* WHAT THE TASK ASKS *
Everything from the line containing "Target: wooden stair tread" through the last line of the data below should be set down exactly, and nothing else.

________________________

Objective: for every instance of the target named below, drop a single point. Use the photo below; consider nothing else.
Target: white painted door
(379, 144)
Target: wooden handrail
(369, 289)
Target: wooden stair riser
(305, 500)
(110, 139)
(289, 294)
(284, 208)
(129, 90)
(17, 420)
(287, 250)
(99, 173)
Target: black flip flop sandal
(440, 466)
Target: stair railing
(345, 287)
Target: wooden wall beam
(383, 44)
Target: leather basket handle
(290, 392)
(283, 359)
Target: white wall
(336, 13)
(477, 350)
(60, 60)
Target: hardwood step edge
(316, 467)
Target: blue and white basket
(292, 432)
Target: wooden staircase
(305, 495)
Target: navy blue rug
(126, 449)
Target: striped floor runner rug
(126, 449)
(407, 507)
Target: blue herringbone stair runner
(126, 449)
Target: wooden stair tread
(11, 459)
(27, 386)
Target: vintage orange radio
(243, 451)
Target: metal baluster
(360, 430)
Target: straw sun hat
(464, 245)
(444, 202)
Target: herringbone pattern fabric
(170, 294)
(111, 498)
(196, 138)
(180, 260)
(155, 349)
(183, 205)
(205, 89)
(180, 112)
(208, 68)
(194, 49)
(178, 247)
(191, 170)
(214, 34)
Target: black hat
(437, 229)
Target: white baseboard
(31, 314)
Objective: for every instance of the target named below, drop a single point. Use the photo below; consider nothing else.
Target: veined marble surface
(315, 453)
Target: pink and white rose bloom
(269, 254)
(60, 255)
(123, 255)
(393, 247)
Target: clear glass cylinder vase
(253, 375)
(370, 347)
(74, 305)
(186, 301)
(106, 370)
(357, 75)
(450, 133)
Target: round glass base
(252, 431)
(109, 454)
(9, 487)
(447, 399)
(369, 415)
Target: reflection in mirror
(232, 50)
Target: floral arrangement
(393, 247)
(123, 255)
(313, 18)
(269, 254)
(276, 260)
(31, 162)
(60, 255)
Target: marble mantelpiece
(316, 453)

________________________

* WRITTEN SOLUTION *
Target: wooden stair tread
(11, 459)
(27, 386)
Target: vintage orange radio
(243, 451)
Target: metal baluster
(360, 430)
Target: straw sun hat
(464, 245)
(444, 202)
Target: herringbone pattern fabric
(170, 294)
(111, 498)
(196, 138)
(180, 260)
(155, 349)
(183, 205)
(205, 89)
(180, 112)
(208, 68)
(194, 49)
(178, 247)
(191, 170)
(214, 34)
Target: black hat
(437, 229)
Target: white baseboard
(31, 314)
Objective: for every instance of the target named below, drop a single point. Use the photo below; consider nothing else.
Target: veined marble surface
(315, 453)
Target: pink and white rose bloom
(269, 254)
(60, 255)
(123, 255)
(393, 247)
Target: clear glass cylinder vase
(253, 375)
(370, 347)
(74, 305)
(186, 301)
(106, 370)
(357, 75)
(450, 133)
Target: round glass base
(252, 431)
(109, 454)
(9, 487)
(447, 399)
(369, 415)
Target: reflection in mirror
(232, 50)
Target: floral arrangement
(393, 247)
(123, 255)
(313, 18)
(269, 254)
(276, 260)
(31, 162)
(60, 255)
Target: marble mantelpiece
(316, 453)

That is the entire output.